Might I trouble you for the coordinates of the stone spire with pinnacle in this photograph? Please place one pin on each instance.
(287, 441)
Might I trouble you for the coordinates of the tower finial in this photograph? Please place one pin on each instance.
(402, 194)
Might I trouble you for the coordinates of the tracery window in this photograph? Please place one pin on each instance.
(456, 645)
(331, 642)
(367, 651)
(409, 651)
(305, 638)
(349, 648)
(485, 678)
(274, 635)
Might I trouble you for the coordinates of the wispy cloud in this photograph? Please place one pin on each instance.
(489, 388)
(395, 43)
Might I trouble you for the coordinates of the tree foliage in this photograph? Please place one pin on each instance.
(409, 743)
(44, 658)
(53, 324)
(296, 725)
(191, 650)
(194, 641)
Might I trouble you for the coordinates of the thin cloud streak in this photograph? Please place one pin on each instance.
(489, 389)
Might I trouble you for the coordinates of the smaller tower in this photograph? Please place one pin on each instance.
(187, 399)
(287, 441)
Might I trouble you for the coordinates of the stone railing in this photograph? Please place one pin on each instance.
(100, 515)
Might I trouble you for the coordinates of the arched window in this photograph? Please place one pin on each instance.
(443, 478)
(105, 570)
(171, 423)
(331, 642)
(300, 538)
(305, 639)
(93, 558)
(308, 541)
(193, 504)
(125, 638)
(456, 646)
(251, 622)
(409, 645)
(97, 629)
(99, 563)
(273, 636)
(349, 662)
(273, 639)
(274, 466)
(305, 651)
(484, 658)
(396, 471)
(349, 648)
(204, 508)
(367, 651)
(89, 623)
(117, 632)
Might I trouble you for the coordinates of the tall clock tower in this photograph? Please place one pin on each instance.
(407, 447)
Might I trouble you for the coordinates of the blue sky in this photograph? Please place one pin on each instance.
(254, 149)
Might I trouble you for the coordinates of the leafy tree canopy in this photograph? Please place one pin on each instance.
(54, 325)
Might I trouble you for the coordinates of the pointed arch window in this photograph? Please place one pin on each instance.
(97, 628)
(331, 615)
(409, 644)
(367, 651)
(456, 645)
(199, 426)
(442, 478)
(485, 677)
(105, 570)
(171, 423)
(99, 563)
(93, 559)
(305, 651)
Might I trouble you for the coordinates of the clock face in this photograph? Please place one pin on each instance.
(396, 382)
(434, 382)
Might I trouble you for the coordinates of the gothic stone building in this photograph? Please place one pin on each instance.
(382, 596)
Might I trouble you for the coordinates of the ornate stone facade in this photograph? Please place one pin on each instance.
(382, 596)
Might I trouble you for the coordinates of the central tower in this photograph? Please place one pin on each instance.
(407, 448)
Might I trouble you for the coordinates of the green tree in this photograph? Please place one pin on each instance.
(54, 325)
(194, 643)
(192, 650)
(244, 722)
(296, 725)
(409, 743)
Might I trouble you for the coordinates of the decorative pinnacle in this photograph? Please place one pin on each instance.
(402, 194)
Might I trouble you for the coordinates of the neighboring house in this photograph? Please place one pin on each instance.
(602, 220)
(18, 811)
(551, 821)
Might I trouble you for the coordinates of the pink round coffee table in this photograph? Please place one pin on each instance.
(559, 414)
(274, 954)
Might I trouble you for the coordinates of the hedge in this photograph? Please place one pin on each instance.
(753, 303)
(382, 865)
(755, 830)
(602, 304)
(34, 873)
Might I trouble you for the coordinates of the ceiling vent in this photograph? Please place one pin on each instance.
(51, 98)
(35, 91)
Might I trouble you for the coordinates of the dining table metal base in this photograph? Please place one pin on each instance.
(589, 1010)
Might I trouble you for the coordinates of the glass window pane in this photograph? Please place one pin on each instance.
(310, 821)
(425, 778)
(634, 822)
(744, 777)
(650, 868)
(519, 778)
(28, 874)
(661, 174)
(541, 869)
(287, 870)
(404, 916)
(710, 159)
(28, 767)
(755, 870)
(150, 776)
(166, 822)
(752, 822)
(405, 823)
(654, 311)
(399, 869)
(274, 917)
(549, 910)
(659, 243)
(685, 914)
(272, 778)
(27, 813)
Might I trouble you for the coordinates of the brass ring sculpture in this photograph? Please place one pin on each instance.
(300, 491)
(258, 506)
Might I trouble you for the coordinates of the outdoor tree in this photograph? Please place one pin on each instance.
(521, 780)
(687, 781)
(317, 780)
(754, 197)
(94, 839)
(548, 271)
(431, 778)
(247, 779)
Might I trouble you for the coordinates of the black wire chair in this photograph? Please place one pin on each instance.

------------------------------

* [TUGAS ANDA]:
Tolong sajikan baris-baris berikut dalam bentuk daftar JSON berisi string, satu string untuk setiap baris, tanpa baris kosong. Mulailah dari baris yang memuat "Might I trouble you for the coordinates of the hedge" dan berhentilah setelah baris yang memuat "(589, 1010)".

* [JAWABAN TUGAS]:
[
  "Might I trouble you for the coordinates of the hedge in this photograph? Please place one pin on each instance.",
  "(753, 303)",
  "(382, 865)",
  "(755, 830)",
  "(602, 304)",
  "(34, 873)",
  "Might I trouble you for the coordinates of the ceiling vent in this photograph? Please place one pin on each instance.",
  "(51, 98)",
  "(35, 91)",
  "Might I trouble you for the coordinates of the dining table metal base in this photograph? Please place one pin on each instance.",
  "(589, 1010)"
]